- _PROBLEMA CURTO A_
Selecione todas as linhas que contêm a palavra "bear", distinguindo maiúsculas de minúsculas.

Ora, constata-se que o sujeito passivo declarou, em sede de IRS/2001, como rendimento do trabalho dependente - categoria A - a importância de € 77.650,20, valor obtido da seguinte forma:

CONCENTRA - Produtos para Crianças, S.A € 27.433,80
Chaves, Feist & Cª, S.A. € 27.433,80
Adidas Portugal Artigos de Desporto, S.A. € 22.782,60
€ 77.650,20

2. Em face disto, não deixa de se propor a correcção da declaração de IRS/2001, alterando o rendimento do trabalho dependente declarado para o montante de € 168.678,11 (27.433,80+27.433,80+113.810,51);

3. Notificado(s) em 23/01/2003, pelo oficio n.º 4486, para exercer(em) no prazo de 10 dias, por escrito, o direito de audição, conforme dispõe o artigo 60.º da L.G.T. e artigo 100.º e seguintes do CPA, o Sujeito Passivo reagiu em petição recepcionada em 05/02/2003, que aqui se considera como inteiramente reproduzida.

O exponente discorda do projecto de correcção notificado, porquanto “não ocorre qualquer factualidade típica” que o possa sujeitar a tributação diferente e, por isso, entende que não deverá ser efectuada qualquer alteração ao rendimento auferido.

E, isto porque - conforme expressa - a entidade patronal fez uma “retenção excessiva na fonte” ao valor da indemnização sujeita e não isenta (€ 91027,91).

O exponente considera “excessiva” na medida em que “não corresponde ao acordado entre as partes”, dado que a entidade patronal considerou “na fórmula de cálculo operada “, número de anos de trabalho” diferente do que era acordado que era de 18 de meses”(?).

- _EXCERTOS DE DADOS_
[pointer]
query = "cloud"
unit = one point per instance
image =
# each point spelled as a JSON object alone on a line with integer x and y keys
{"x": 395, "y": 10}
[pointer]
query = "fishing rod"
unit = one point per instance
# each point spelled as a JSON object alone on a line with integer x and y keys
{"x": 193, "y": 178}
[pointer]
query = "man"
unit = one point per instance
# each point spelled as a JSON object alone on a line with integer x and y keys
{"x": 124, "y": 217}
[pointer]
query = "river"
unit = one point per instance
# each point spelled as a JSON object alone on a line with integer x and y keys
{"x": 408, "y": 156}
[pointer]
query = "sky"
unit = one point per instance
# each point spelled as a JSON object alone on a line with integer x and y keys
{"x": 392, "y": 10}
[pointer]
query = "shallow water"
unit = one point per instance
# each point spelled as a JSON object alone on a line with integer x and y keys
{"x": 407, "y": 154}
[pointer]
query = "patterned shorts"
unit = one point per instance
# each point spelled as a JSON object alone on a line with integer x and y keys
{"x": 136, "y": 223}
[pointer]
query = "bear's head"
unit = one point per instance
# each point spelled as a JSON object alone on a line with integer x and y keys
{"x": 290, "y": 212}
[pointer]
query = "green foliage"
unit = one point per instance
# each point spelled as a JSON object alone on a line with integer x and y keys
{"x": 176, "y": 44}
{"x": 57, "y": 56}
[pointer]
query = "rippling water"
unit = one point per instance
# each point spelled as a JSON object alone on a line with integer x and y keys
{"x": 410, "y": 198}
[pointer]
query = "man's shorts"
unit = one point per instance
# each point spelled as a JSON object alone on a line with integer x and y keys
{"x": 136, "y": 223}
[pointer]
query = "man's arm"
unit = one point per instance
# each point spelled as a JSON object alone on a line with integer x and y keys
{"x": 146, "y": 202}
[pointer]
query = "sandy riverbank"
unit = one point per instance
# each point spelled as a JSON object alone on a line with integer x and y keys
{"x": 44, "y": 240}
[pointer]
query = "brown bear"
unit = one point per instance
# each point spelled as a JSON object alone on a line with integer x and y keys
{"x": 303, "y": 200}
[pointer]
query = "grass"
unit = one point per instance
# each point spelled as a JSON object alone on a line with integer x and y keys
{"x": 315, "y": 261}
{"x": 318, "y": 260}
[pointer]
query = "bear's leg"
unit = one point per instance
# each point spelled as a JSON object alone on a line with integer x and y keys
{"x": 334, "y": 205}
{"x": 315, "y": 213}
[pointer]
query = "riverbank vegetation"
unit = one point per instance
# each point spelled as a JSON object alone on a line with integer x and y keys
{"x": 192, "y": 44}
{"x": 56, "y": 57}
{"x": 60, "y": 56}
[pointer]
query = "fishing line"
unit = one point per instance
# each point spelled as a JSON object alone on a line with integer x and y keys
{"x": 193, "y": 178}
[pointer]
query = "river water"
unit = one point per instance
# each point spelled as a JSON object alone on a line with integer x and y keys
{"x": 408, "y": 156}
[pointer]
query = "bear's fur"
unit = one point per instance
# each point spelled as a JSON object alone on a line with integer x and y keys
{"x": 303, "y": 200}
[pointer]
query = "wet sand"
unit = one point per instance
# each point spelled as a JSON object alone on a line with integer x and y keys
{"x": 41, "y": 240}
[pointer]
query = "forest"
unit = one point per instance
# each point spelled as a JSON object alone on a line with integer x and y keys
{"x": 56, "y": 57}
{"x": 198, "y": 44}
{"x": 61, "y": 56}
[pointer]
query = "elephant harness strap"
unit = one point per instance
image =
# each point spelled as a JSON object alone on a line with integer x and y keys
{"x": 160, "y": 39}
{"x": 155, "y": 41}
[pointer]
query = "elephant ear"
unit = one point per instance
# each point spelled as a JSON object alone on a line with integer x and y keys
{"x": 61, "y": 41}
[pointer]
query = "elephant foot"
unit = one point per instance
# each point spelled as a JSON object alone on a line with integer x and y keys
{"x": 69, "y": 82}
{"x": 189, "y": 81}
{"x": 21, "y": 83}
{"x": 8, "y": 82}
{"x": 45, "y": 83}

- _PROBLEMA CURTO B_
Enumere as empresas que, no excerto do documento, figuram como origem do rendimento do trabalho dependente declarado.

- _RESPOSTA ESCRITA A_
query = "bear's head"
query = "brown bear"
query = "bear's leg"
query = "bear's fur"

- _RESPOSTA ESCRITA B_
- CONCENTRA - Produtos para Crianças, S.A
- Chaves, Feist & Cª, S.A.
- Adidas Portugal Artigos de Desporto, S.A.